*Record set:*
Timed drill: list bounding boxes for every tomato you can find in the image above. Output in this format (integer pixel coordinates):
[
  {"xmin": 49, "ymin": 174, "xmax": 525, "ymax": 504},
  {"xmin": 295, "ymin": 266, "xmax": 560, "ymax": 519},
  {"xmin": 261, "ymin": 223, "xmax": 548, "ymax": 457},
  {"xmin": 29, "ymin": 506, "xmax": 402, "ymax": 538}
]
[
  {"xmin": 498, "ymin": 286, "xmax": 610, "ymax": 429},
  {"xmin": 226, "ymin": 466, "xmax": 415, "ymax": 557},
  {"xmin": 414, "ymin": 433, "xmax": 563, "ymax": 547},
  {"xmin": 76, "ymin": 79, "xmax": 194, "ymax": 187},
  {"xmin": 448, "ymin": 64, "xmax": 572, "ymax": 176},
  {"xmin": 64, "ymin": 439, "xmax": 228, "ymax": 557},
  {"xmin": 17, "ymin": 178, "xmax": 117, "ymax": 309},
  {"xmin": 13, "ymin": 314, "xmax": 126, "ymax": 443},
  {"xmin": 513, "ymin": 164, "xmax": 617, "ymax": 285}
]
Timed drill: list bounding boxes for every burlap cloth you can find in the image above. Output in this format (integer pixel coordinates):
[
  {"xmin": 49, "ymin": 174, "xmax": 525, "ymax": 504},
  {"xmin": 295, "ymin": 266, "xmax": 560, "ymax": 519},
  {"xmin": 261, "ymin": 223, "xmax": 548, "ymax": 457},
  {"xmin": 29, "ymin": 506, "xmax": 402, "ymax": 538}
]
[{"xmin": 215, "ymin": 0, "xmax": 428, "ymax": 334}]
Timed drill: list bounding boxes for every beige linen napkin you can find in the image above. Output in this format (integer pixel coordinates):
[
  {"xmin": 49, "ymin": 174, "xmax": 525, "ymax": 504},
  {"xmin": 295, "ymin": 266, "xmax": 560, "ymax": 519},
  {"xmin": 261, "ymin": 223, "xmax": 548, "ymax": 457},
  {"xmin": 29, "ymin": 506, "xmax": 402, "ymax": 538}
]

*What is expected:*
Express the lines above as a JSON list of strings, one string per line, leaving out blank lines.

*Correct output:*
[
  "Timed drill: list bounding boxes for every tomato you can find in the image above. Output in this format (integer pixel coordinates):",
  "[",
  "  {\"xmin\": 49, \"ymin\": 174, \"xmax\": 525, \"ymax\": 504},",
  "  {\"xmin\": 295, \"ymin\": 266, \"xmax\": 560, \"ymax\": 519},",
  "  {\"xmin\": 261, \"ymin\": 223, \"xmax\": 548, \"ymax\": 457},",
  "  {\"xmin\": 29, \"ymin\": 506, \"xmax\": 402, \"ymax\": 538}",
  "]",
  "[",
  "  {\"xmin\": 498, \"ymin\": 286, \"xmax\": 610, \"ymax\": 429},",
  "  {\"xmin\": 226, \"ymin\": 466, \"xmax\": 415, \"ymax\": 557},",
  "  {\"xmin\": 414, \"ymin\": 433, \"xmax\": 563, \"ymax\": 547},",
  "  {\"xmin\": 76, \"ymin\": 79, \"xmax\": 194, \"ymax\": 187},",
  "  {\"xmin\": 448, \"ymin\": 64, \"xmax\": 572, \"ymax\": 176},",
  "  {\"xmin\": 64, \"ymin\": 439, \"xmax\": 228, \"ymax\": 557},",
  "  {\"xmin\": 17, \"ymin\": 178, \"xmax\": 117, \"ymax\": 309},",
  "  {\"xmin\": 13, \"ymin\": 314, \"xmax\": 126, \"ymax\": 443},",
  "  {\"xmin\": 513, \"ymin\": 164, \"xmax\": 617, \"ymax\": 285}",
  "]",
  "Timed drill: list bounding boxes for every burlap cloth you can find in the image above. Output in this format (integer pixel coordinates):",
  "[",
  "  {\"xmin\": 49, \"ymin\": 174, \"xmax\": 525, \"ymax\": 504},",
  "  {\"xmin\": 295, \"ymin\": 266, \"xmax\": 560, \"ymax\": 519},",
  "  {\"xmin\": 261, \"ymin\": 223, \"xmax\": 548, \"ymax\": 457},",
  "  {\"xmin\": 29, \"ymin\": 506, \"xmax\": 402, \"ymax\": 538}",
  "]",
  "[{\"xmin\": 215, \"ymin\": 0, \"xmax\": 428, \"ymax\": 334}]",
  "Timed drill: list bounding boxes for every beige linen napkin you can find in the image above. Output in this format (integer pixel coordinates):",
  "[",
  "  {\"xmin\": 49, \"ymin\": 174, \"xmax\": 525, \"ymax\": 504},",
  "  {\"xmin\": 295, \"ymin\": 266, \"xmax\": 560, \"ymax\": 519},",
  "  {\"xmin\": 261, \"ymin\": 223, \"xmax\": 548, \"ymax\": 457},",
  "  {\"xmin\": 29, \"ymin\": 506, \"xmax\": 402, \"ymax\": 538}",
  "]"
]